Copy out, character for character, every line in the items below from the one containing "Objective — one marker per instance of the brown" down to the end of the items, including both the first and last lines.

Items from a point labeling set
-- Begin --

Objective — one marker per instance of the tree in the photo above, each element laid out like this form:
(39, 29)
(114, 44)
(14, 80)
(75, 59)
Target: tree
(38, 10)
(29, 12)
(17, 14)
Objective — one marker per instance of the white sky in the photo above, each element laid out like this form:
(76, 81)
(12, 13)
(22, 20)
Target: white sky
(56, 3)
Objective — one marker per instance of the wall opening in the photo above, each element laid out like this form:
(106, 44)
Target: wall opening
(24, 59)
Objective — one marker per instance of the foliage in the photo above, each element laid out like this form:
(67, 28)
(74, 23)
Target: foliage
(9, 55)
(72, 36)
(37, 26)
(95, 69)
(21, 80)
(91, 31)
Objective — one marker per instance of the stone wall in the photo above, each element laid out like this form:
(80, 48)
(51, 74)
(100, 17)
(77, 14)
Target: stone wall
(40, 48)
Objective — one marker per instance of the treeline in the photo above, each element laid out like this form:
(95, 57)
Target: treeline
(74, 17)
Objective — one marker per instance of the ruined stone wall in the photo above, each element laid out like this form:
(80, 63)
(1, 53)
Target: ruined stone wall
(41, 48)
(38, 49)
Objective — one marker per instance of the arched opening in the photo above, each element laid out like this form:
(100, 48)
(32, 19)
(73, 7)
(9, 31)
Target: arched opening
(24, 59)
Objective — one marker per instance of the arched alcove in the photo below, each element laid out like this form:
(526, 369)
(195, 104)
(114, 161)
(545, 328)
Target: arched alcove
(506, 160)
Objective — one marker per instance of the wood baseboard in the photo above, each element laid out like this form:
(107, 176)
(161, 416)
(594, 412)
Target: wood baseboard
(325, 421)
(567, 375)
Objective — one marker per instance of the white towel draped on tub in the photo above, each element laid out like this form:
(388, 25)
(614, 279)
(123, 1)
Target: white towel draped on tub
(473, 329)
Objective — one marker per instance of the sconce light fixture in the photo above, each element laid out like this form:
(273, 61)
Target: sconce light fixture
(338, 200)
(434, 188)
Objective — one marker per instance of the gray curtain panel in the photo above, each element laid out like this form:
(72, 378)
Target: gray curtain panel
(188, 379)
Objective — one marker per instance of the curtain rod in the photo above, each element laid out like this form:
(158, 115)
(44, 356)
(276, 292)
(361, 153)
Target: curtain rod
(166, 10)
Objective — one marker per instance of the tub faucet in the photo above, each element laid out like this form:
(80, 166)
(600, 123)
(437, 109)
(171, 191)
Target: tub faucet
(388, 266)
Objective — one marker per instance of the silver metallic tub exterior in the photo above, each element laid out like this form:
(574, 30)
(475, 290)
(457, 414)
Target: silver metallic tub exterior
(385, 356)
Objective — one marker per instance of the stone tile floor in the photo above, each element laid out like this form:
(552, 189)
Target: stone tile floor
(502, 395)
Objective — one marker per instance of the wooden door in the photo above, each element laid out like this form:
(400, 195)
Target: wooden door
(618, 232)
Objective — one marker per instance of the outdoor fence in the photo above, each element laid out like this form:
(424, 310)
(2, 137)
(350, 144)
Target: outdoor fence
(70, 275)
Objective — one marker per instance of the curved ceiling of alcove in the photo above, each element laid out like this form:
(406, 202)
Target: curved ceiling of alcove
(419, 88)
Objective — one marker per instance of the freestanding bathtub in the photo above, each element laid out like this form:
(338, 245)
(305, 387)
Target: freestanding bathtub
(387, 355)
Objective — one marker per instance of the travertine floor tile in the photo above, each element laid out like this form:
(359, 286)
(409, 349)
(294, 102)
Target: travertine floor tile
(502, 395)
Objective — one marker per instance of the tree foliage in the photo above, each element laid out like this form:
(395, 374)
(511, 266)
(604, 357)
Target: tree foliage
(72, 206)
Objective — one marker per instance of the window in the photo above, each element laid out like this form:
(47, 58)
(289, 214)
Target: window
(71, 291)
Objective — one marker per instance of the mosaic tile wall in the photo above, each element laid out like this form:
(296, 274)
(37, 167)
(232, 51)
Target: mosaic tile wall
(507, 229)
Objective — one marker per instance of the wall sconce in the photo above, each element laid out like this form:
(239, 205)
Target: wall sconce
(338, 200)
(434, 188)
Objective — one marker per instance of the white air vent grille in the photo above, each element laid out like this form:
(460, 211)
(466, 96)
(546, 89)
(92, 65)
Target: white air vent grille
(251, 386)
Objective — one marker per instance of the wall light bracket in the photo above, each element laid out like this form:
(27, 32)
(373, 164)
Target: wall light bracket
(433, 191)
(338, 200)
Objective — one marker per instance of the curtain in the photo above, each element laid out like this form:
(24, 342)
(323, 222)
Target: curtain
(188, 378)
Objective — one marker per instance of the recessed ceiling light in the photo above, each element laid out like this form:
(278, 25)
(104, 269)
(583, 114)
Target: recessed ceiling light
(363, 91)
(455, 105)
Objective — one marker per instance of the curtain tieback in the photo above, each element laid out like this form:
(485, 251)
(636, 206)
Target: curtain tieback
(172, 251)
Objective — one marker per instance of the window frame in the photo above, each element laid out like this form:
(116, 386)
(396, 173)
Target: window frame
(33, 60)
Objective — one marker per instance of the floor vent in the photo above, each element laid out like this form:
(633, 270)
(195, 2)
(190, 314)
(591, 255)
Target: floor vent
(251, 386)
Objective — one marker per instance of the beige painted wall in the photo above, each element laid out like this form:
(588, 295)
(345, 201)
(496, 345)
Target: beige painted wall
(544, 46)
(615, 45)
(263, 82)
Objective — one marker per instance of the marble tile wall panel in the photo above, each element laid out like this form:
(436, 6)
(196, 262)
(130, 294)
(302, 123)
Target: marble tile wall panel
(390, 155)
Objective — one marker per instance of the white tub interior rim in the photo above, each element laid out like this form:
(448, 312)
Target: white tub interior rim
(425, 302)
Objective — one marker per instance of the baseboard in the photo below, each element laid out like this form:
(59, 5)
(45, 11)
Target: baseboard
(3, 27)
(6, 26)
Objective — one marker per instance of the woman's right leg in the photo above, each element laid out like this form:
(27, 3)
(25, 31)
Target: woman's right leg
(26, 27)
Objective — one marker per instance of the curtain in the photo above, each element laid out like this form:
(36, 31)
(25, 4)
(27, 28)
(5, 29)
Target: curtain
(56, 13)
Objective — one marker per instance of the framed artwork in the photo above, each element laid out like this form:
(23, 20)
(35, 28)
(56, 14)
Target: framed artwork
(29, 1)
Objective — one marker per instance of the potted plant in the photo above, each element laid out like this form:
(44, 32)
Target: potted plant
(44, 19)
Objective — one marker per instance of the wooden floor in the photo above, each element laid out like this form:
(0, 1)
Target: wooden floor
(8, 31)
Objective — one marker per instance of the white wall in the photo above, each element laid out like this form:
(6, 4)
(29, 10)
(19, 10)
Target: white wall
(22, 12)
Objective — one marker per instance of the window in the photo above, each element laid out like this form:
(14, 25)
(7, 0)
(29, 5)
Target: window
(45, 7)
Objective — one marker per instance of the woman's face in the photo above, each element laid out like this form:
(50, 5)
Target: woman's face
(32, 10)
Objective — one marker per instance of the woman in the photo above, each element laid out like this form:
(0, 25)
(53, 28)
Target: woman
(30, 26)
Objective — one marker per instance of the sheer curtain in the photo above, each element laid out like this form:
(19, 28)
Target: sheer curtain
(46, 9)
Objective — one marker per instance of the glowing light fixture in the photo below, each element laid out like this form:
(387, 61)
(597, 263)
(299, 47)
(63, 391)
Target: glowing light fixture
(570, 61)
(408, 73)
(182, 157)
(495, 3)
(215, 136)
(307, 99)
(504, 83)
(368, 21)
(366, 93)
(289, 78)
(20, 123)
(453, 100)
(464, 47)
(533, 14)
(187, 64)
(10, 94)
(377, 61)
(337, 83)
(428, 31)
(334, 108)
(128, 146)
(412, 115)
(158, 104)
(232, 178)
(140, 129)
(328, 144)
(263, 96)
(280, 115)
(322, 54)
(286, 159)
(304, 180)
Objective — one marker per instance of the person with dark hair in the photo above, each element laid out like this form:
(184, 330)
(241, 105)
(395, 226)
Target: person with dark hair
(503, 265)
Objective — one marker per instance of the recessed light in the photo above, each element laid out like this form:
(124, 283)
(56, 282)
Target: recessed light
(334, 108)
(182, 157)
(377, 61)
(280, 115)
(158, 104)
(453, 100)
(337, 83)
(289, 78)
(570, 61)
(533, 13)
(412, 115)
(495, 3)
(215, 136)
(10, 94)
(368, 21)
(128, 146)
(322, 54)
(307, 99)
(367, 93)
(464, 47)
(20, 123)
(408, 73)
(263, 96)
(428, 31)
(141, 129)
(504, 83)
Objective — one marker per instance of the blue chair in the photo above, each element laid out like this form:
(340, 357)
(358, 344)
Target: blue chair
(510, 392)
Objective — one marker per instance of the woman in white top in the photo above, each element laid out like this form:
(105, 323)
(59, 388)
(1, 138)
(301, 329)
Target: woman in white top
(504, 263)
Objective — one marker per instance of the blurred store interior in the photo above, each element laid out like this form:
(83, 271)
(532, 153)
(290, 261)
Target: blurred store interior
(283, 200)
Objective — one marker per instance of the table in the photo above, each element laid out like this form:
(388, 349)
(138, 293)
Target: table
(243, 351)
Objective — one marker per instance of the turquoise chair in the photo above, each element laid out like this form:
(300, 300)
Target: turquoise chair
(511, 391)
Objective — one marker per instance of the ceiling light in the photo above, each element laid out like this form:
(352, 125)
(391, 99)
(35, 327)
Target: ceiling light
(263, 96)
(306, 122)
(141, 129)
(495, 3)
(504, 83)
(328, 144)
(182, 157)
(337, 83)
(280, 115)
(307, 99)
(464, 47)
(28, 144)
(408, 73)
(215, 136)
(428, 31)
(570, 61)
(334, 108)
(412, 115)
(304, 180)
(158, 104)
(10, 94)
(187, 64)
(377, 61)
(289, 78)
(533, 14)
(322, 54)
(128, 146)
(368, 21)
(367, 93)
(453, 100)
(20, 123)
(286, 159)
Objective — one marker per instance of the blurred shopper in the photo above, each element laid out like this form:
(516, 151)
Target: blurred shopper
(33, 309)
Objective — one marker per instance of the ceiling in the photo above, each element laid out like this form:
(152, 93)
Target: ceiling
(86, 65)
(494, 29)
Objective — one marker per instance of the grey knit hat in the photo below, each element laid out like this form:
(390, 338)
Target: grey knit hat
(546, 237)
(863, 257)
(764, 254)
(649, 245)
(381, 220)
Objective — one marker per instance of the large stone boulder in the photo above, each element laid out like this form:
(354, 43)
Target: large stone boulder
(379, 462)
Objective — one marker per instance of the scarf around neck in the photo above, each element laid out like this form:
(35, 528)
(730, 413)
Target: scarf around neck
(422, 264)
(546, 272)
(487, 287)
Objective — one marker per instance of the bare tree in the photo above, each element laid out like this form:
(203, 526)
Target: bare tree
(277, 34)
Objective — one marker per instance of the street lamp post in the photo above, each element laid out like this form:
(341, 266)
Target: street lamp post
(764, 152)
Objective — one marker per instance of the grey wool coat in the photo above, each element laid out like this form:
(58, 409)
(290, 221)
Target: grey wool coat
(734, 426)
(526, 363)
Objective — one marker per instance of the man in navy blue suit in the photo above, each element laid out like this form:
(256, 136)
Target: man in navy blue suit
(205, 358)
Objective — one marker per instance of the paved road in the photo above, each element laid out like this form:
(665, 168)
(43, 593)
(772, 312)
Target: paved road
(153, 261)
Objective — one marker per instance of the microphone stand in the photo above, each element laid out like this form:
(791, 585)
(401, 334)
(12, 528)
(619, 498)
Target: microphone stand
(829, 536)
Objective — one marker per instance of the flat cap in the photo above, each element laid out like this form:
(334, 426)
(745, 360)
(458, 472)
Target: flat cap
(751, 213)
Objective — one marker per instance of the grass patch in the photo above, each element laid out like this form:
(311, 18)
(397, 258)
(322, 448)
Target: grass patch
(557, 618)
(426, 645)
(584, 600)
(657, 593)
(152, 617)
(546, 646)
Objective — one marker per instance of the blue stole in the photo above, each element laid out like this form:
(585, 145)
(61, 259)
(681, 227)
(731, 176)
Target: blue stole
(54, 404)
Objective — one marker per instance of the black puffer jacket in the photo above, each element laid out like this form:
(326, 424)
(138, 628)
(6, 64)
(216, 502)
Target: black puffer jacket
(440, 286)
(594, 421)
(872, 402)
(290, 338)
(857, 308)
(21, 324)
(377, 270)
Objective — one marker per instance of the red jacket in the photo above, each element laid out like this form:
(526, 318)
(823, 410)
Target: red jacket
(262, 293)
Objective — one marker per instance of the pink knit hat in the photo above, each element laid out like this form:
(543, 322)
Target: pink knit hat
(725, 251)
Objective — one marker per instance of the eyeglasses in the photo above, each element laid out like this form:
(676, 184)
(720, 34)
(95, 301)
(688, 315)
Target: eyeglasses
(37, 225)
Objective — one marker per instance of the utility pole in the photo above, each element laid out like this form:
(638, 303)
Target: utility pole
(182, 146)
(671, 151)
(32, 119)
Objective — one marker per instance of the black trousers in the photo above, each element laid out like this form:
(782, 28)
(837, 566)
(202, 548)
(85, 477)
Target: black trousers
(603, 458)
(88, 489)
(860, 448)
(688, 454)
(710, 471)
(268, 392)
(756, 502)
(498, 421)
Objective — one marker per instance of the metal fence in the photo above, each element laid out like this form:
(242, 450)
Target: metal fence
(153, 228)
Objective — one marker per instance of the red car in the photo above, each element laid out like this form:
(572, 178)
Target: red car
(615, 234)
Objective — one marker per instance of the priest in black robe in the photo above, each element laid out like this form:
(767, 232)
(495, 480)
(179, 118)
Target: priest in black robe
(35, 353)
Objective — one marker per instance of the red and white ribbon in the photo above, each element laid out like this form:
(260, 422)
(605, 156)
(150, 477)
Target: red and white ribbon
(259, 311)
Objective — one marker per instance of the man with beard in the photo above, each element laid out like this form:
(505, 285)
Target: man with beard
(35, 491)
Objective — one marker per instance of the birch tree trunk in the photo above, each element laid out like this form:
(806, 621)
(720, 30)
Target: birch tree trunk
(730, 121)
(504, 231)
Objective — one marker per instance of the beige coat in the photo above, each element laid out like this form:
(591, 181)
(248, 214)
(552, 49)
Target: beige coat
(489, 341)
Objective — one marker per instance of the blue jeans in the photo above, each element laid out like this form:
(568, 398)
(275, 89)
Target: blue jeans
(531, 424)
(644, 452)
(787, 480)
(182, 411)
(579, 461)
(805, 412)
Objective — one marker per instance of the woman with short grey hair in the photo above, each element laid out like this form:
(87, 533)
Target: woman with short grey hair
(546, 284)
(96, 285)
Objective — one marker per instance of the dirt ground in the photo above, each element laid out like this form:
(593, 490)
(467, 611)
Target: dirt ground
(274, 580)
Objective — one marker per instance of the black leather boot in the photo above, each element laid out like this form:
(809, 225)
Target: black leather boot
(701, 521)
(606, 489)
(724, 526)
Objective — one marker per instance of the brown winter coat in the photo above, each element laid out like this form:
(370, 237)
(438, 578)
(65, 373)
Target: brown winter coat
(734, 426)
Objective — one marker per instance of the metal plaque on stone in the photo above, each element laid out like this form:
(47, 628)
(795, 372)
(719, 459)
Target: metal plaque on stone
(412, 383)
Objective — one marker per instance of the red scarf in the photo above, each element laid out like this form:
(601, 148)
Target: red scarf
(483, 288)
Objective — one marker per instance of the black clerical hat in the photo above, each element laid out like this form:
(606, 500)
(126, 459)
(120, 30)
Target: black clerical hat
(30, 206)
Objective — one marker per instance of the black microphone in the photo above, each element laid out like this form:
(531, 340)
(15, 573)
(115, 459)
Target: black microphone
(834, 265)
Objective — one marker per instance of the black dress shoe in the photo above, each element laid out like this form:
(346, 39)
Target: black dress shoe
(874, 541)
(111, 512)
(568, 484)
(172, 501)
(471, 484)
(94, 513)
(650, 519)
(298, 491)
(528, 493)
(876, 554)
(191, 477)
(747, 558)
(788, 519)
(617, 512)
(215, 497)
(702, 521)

-- End --

# Task answer:
Objective — one marker per instance of the brown winter coat in the photo above, each element laid out like this form:
(370, 237)
(438, 578)
(65, 373)
Target: brown winter coat
(734, 426)
Objective — one marker per instance of the metal plaque on stone in the photo above, each element laid out like this form:
(47, 628)
(795, 372)
(719, 459)
Target: metal plaque on stone
(412, 383)
Objective — one marker per instance of the red scarf in the photo above, each element laid out like this form:
(601, 148)
Target: red scarf
(483, 288)
Objective — one marker per instance of the black clerical hat in the photo above, each element laid out like this form:
(606, 500)
(126, 459)
(120, 30)
Target: black clerical hat
(30, 206)
Objective — one marker per instance of the black microphone in the photo above, each element laid out like this form:
(531, 340)
(15, 573)
(115, 459)
Target: black microphone
(834, 265)
Objective — one marker per instance of the black dress shoe in the photo above, each element laid out like this form:
(346, 39)
Target: black dress shoe
(874, 541)
(111, 512)
(568, 484)
(172, 501)
(471, 484)
(94, 513)
(650, 519)
(298, 491)
(528, 493)
(876, 554)
(191, 477)
(747, 558)
(788, 519)
(617, 512)
(215, 497)
(702, 521)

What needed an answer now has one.